[TASK INSTRUCTIONS]
[1] Answer these questions using the Passover matzo ball text.
(a) Which two of the guest's allergies does the text name?
(b) What food gives the writer a strong reaction?
(c) What did the writer buy to stand in for matzo?
[2] Write the next part of the Passover matzo ball text, picking up right after its last sentence.

[PAGE TEXT]
··········
While this recipe is every-day Kosher, it is not Kosher for Passover. It is my personal belief, however, that in cases of severe allergies, G-d will understand. Do with that what you will.
I recently chose to accept the challenge of assisting in making a meal for a Passover Seder. If you have ever been involved in hosting a Seder, you know what a massive undertaking that is. Additionally, one of our guests has a long list of allergies, including soy and…eggs. Yes, eggs, the foundation of most Passover baked goods, since yeast and chemical (baking soda/baking powder) leavenings are forbidden. ARGH!!! And, since I, myself, have a strong and unpleasant reaction to gluten, I knew that anything I made would be automatically gluten-free.
Having been to my fair share of meals where, because of my ONE food allergy, I was told, “Oh, well, you can just have a salad while the rest of us have this incredible 5 course meal,” I knew that I could not do this to our guest with all the allergies. For me Passover, is about coming together and celebrating with family. It is exactly the wrong time to be excluding anyone. As far as I was concerned, all of our guests would be eating the same exact food as everyone else at the table.
The search began by looking for gluten-free, egg-free matzo (or matzo meal). Turns out, it doesn’t exist at a mass-produced level. I have heard rumors that a company tried making gluten-free, vegan matzo one year, but it never came back the following year. I suppose the need is simply too niche. So unless you are willing and able to make your own matzo (I am not), it simply doesn’t exist. However, I am a pragmatist, so I found some gluten-free crackers that did not contain any allergens OR leavening. No yeast, no baking soda, no baking powder. It was the best I could do. This is the first reason why I state that these “matzo” balls are not Kosher for Passover, even though they were Everyday Kosher. (Regardless of ingredients missing or present, there are other factors that make food Kosher for Passover, and these crackers were not.)
··········
[DATA LINES]

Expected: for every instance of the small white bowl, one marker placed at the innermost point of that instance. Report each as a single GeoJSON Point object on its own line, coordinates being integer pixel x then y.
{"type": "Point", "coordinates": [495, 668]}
··········
[OUTPUTS]
[1]
(a) Soy and eggs.
(b) Gluten.
(c) Gluten-free crackers with no allergens and no leavening: no yeast, no baking soda, and no baking powder.

[2]
Once we had confirmed that the crackers would be safe for all guests, the next step was to create “matzo” meal, which is traditionally just matzo ground down to about the texture of corn meal. (I checked. Even the matzo meal is either egg-free or gluten-free. I could not find both in one tin.) I used a food processor and ground up my substitute matzo until it was nice and crumbly. (If you grind it too much, you make “matzo” cake flour, which is too fine for our purposes here.)
I then followed the process laid out in Tablet’s Egg-Free Matzo Balls, with some minor adjustments. The biggest problem with following the recipe exactly* is that it uses actual matzo meal (egg-free, of course—I hope!). When working with gluten-free flours, the absorbency of each flour is slightly different, so using gluten-free crackers means that the meal won’t absorb liquids the same way that wheat flour matzo would. Because of this, I had to work from feel.
When I followed the directions exactly (okay, well, I doubled the recipe, but other than that, I did everything exactly) and mixed everything together, I ended up with a salty, soupy glop. (Ooooh! Those crackers were already salted and the recipe called for more salt. D’oh!) Adding a bit more “matzo” meal brought the mix together.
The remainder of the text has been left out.